----- Supplied records -----

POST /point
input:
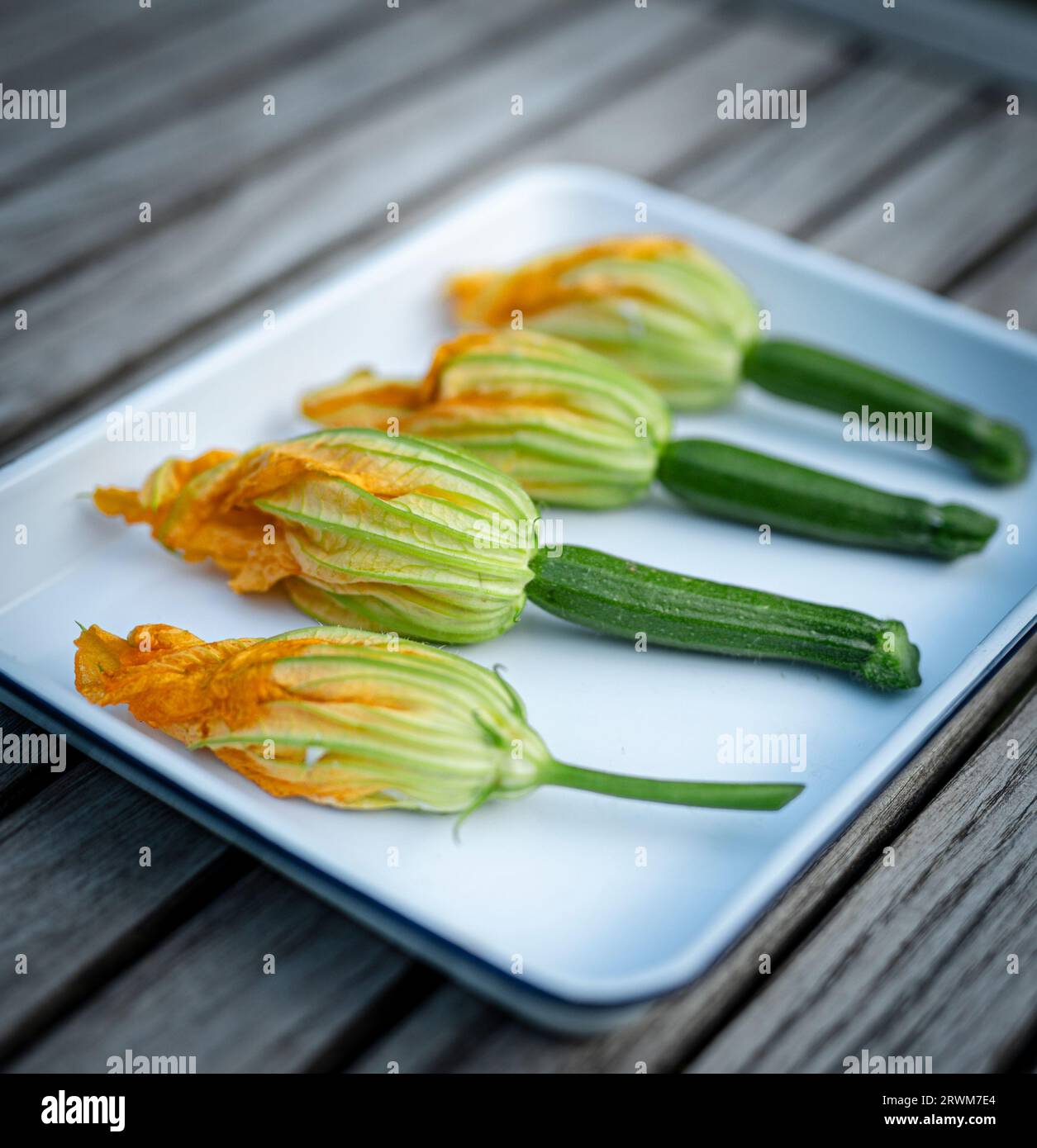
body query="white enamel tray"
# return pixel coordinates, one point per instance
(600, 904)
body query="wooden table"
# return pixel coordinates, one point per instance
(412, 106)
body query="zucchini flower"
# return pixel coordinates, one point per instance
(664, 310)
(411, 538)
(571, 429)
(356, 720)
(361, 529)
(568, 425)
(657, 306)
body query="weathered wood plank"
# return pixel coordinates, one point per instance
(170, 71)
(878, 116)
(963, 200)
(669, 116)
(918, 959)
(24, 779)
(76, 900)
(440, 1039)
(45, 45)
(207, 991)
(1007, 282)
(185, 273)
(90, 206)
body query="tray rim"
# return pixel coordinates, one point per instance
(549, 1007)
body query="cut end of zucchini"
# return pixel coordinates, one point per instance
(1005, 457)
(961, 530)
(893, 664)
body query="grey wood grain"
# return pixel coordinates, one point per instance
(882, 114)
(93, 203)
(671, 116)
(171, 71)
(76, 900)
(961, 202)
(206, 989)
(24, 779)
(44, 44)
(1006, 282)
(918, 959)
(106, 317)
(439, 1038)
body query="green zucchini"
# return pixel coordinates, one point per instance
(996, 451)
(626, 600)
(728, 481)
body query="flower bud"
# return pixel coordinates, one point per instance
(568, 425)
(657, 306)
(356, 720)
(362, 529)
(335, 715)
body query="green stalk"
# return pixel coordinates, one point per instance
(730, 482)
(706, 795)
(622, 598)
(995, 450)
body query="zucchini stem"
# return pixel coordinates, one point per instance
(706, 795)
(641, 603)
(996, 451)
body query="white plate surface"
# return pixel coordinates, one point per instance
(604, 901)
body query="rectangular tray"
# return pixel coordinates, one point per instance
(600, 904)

-----
----- Supplied records -----

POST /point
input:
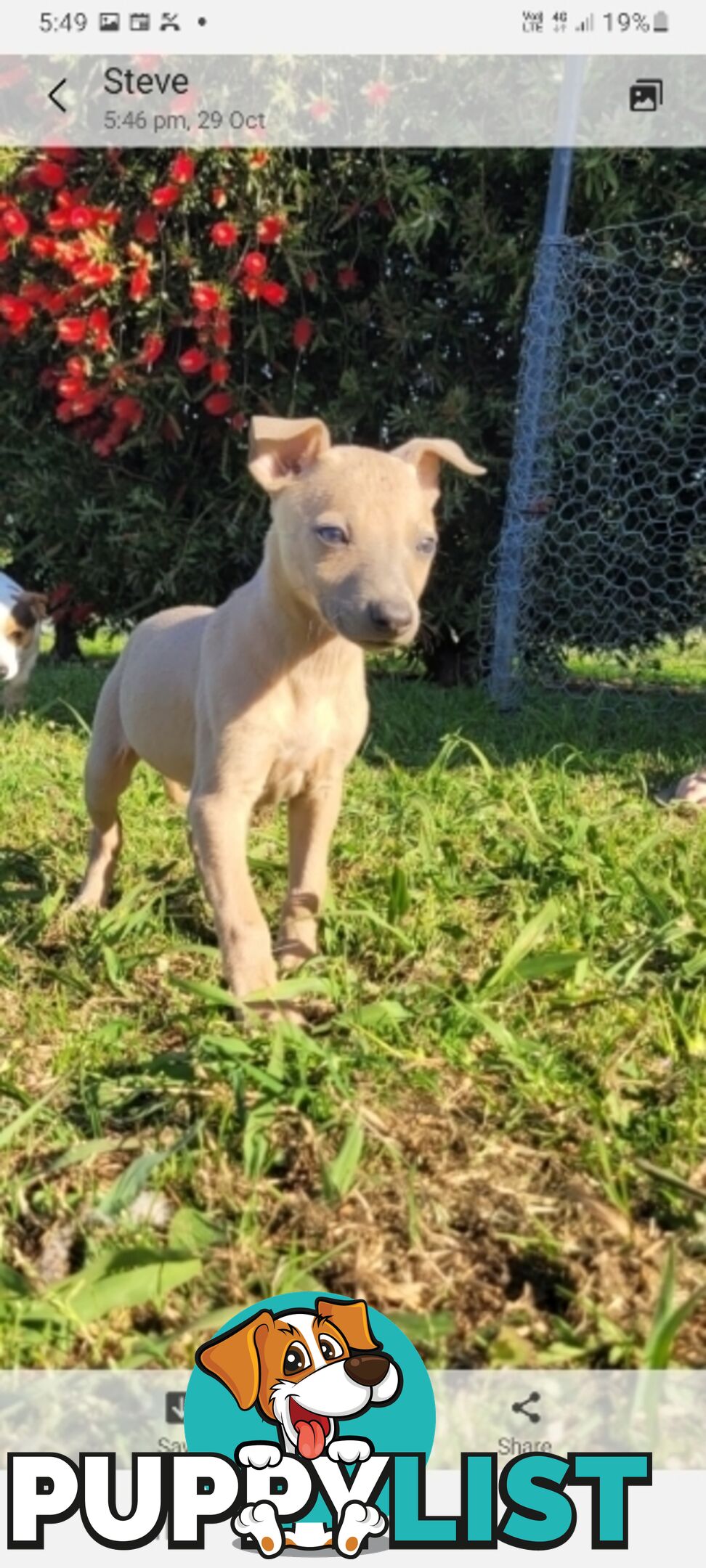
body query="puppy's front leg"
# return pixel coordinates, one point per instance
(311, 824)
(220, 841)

-----

## Exercise instructions
From the records above, keep only the lines that contain the string "flower", where upper and lower case must match.

## Solution below
body query="zucchini flower"
body query="flower bud"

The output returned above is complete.